(DATA)
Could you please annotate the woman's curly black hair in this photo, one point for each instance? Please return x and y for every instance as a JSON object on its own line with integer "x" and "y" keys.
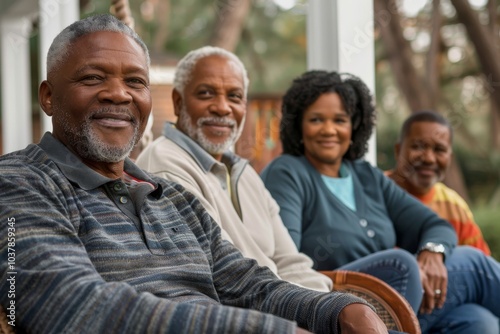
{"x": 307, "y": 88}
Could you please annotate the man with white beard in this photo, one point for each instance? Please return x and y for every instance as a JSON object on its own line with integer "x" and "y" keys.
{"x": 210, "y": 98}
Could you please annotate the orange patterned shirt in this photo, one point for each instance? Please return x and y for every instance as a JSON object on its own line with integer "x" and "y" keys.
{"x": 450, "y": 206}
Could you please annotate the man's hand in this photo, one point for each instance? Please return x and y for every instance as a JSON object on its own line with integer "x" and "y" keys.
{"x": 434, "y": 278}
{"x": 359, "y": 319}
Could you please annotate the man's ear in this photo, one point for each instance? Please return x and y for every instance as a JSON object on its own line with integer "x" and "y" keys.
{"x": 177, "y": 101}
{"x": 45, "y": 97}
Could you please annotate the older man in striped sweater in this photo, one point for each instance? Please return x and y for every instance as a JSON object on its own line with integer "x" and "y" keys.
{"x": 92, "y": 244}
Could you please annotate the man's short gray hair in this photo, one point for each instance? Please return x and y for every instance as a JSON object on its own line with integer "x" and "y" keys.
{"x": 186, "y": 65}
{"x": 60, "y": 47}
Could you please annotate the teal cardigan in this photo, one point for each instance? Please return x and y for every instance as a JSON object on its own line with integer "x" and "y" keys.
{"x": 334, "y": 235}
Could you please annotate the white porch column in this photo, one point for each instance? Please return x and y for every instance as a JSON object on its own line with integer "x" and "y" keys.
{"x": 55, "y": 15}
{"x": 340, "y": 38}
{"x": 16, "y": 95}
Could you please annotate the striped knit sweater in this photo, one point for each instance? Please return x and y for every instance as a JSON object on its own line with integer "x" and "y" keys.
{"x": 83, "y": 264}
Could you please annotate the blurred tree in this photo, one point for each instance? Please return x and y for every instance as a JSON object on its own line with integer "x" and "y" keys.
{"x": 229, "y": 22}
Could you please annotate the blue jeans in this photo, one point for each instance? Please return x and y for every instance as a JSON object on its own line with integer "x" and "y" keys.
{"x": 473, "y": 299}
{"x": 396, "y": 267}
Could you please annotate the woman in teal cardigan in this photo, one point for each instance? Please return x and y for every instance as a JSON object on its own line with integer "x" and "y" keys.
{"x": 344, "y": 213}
(End DATA)
#### THE TASK
The copy must match every line of the data exactly and contain no pictures.

#### EXPECTED ANSWER
Could you please annotate the woman's curly black hair in this photo, one point for each instance? Please return x and y for every instance as a JSON object on its own line with integer "x" and "y" keys.
{"x": 307, "y": 88}
Could you please annotate the man with white beard in this photo, one point for each instance? Please return x and y for every instance as a JSON object on its own line with integer "x" and "y" keys.
{"x": 210, "y": 98}
Could you please annotate the orange patterned shirt in this photo, one point for each instance? Please return x and y for every instance as a JSON object on its own line with integer "x" and "y" keys.
{"x": 450, "y": 206}
Could you please annotate the man's hand in this photo, one point for each instance? Please return x and y for every instance as a JSON object on its own line with integer "x" and "y" keys.
{"x": 434, "y": 278}
{"x": 359, "y": 319}
Could you please annotate the man's ear in this photo, one point for each instance? Please return x and y for every instance as a JSON object on its own line with integer "x" and "y" keys.
{"x": 177, "y": 101}
{"x": 45, "y": 97}
Could you please annotate the older man in striped sweater in this photo, one point for each instance? Please return x and y for every instance as a JSON object on its own line with integer "x" and "y" keys.
{"x": 92, "y": 244}
Could you please annotate the man's short gray hair in this photo, one point for each instance? Please return x and y for every instance as a JSON object on its own line with integer "x" and "y" keys.
{"x": 186, "y": 65}
{"x": 60, "y": 47}
Could you please annotate the teal cardigan in this photo, one point for each instance? Please return x and y for every instance as a JSON object on its own line with integer "x" and "y" keys.
{"x": 334, "y": 235}
Could you please annotate the white porch column in this photo, one point for each instance? Please return x and y for every instance as a JSON object on its own line with integer "x" and "y" keys.
{"x": 55, "y": 15}
{"x": 340, "y": 38}
{"x": 16, "y": 95}
Could you please annotate the striped knit sweater in this photo, one point for each instance? Please return x and y for every instance as a JSON object on its own line with integer "x" and "y" keys.
{"x": 83, "y": 264}
Could you please annotate the blurred tree in this photo, one point for each instance? Please return x and y for every instance as a JSON object on its own line with integer "x" and "y" keys.
{"x": 229, "y": 22}
Could you please annotate the blue jeans in this photo, one point for each instance? Please return x and y for every instance as a JSON object on its own line with integer "x" and "y" keys.
{"x": 473, "y": 299}
{"x": 396, "y": 267}
Could you please annotate the woman in teal cardigan in this photo, one point for each instance? Please return x and y for every instance as a JSON object on its own line with integer "x" and "y" keys.
{"x": 344, "y": 213}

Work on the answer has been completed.